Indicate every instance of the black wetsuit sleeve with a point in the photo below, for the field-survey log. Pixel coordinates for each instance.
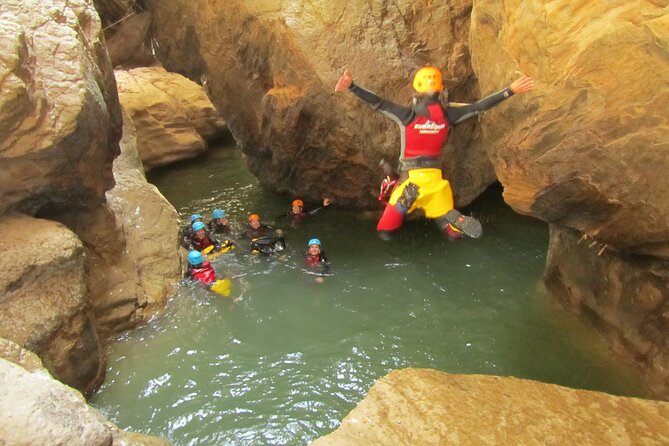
(458, 113)
(396, 112)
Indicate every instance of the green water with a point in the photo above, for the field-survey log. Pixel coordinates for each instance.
(287, 358)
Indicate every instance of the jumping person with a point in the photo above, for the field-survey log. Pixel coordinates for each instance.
(424, 128)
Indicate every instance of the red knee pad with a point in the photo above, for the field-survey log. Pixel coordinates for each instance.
(390, 220)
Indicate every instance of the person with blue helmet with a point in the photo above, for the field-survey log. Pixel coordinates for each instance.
(315, 258)
(186, 233)
(201, 239)
(218, 223)
(200, 269)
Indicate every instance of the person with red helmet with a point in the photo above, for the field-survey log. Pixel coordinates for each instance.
(424, 129)
(297, 212)
(315, 259)
(265, 240)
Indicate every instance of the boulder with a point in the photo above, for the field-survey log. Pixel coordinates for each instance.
(623, 295)
(428, 407)
(37, 409)
(59, 117)
(173, 116)
(587, 150)
(130, 45)
(44, 303)
(133, 258)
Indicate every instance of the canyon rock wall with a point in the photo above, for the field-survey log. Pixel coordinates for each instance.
(37, 409)
(81, 254)
(44, 302)
(59, 120)
(586, 151)
(173, 116)
(428, 407)
(270, 68)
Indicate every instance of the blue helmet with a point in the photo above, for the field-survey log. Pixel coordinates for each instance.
(194, 258)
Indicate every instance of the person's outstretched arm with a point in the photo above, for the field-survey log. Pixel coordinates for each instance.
(394, 111)
(458, 113)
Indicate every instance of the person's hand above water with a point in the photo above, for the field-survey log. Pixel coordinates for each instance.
(344, 82)
(522, 85)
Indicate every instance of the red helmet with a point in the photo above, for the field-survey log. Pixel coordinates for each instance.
(428, 79)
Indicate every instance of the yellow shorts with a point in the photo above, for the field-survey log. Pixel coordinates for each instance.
(435, 196)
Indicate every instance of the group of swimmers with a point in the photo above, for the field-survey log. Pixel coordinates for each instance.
(202, 241)
(417, 183)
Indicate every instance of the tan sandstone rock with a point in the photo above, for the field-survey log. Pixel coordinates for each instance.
(588, 150)
(44, 305)
(134, 260)
(428, 407)
(172, 114)
(624, 296)
(130, 45)
(35, 409)
(59, 121)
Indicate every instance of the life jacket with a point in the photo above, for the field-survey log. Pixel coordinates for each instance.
(204, 273)
(218, 228)
(425, 136)
(200, 244)
(314, 261)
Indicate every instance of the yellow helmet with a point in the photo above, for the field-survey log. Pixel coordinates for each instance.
(428, 79)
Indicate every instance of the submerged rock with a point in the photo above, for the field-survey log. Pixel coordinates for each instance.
(35, 409)
(428, 407)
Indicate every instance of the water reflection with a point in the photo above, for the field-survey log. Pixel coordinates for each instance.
(284, 359)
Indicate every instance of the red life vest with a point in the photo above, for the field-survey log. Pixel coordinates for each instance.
(313, 260)
(200, 244)
(425, 136)
(204, 274)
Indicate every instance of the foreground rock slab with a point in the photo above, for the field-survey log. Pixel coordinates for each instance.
(423, 406)
(35, 409)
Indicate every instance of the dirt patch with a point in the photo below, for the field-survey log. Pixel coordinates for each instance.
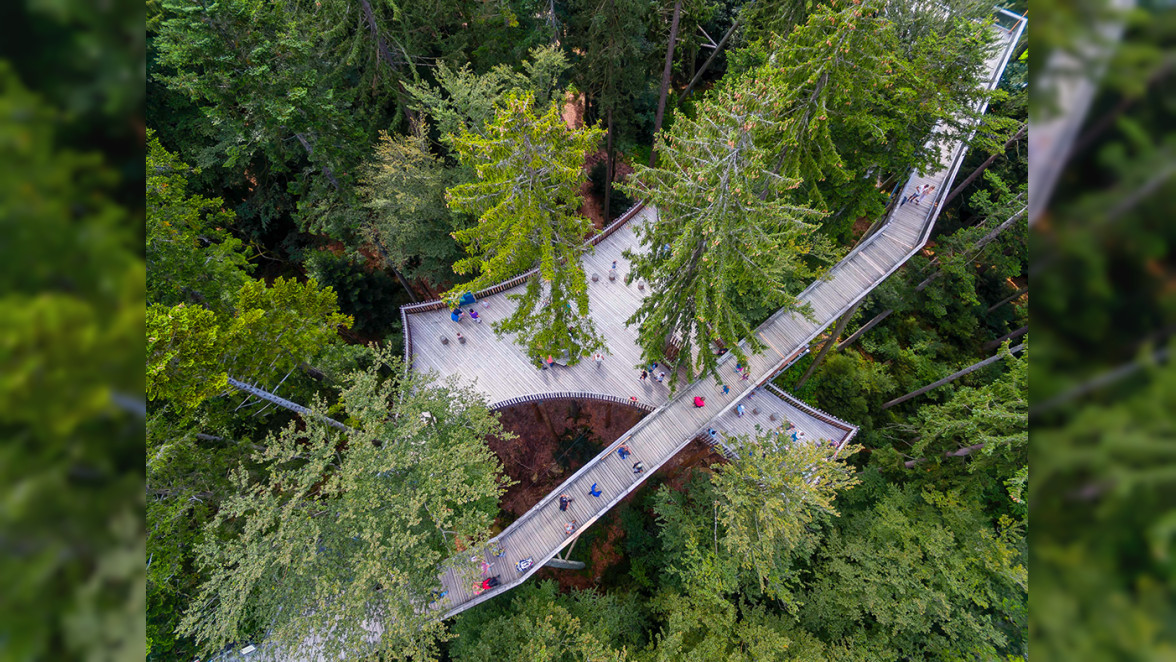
(555, 439)
(601, 546)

______________________________

### Try it
Since the pictures are not wanted, write out the rest of the data exactly as it reads.

### Problem solution
Indicate every instance of the black wetsuit sleeve with a point in the photo below, for the field-survey log. Pixel coordinates for each instance.
(458, 113)
(396, 112)
Indicate every instance of the green water with a point in the photo above, for the field-survey log. Pixel coordinates for each instance.
(287, 358)
Indicate every instance of the jumping person with a point in the photo above, for the field-survey log. Pixel coordinates for each instance.
(424, 128)
Indicate every instance of the red knee pad with a point in the photo above, for the field-survey log. Pixel coordinates for each instance.
(390, 220)
Indicate every instance of the person with blue helmet with a point in the photo above, for the field-survey log. Pixel coordinates for each instance.
(315, 258)
(186, 233)
(201, 239)
(218, 223)
(200, 269)
Indicate every instance of the person with red helmet with a point in the photo above, for the field-survey log. Pixel coordinates for each instance.
(424, 129)
(297, 212)
(315, 259)
(265, 240)
Indicate every instance of the boulder with a point in the photo above, for the field-survey log. Pixel coordinates for each instance.
(623, 295)
(428, 407)
(37, 409)
(59, 117)
(173, 116)
(587, 150)
(130, 45)
(44, 303)
(133, 258)
Indicate every instance of the canyon rock wall with a point in the photo above, for the field-survey log. Pixel coordinates for each instance.
(37, 409)
(81, 254)
(44, 302)
(59, 120)
(586, 151)
(173, 116)
(428, 407)
(270, 68)
Indicate every instance of the blue helmet with a point in the photo above, for the field-survey log. Pixel coordinates for each instance.
(194, 258)
Indicate every instance of the person's outstretched arm with a point in the photo above, for the field-survey log. Pixel coordinates for each instance.
(394, 111)
(458, 113)
Indicate every instance of the person's hand above water with a point in the photo above, for the field-survey log. Pixel coordinates for each instance.
(344, 82)
(522, 85)
Indicate every instance of the red helmet with a point in the photo above, for the field-survey log. Pixel coordinates for each instance.
(428, 79)
Indicate every instance of the yellow shorts with a point in the photo above, for the field-survey log. Pixel coordinates for each instance.
(435, 196)
Indicate every instance of the group of swimmers with a point in the photo above, for the field-survey log. Pixel coordinates for each instance.
(202, 241)
(417, 183)
Indicate every instance of the tan sandstone rock with a point in the photo above, for the field-survey log. Pixel coordinates for each instance.
(588, 150)
(44, 305)
(134, 260)
(428, 407)
(172, 114)
(624, 296)
(130, 45)
(35, 409)
(59, 121)
Indicate every instance of the life jacket with a point in the photo above, for the field-survey log. Pixel coordinates for each instance.
(204, 273)
(218, 228)
(425, 136)
(200, 244)
(314, 261)
Indicate every instance of the yellow helmet with a point in the photo above, for the field-survey log. Pixel coordinates for each instance.
(428, 79)
Indicate every instance of the submerged rock with a point in the photo above, for the field-survey log. Pixel coordinates for each instance.
(35, 409)
(428, 407)
Indicate every instance of the water reflection with a point in the photo above, for the field-survey log. Pixel coordinates for each instance.
(284, 359)
Indicate every instance of the red life vest with a point in the photo above, for the field-survey log. Pixel coordinates for each instance.
(313, 260)
(200, 244)
(425, 136)
(204, 274)
Indicate every instance of the foreground rock slab with a point in the photo above, for the field-survey log. Pixel coordinates for each instance.
(423, 406)
(35, 409)
Indicate every instance of the dirt patch with a point in the photo below, for the field-survey log. Pixel coordinates for each instance.
(555, 439)
(601, 546)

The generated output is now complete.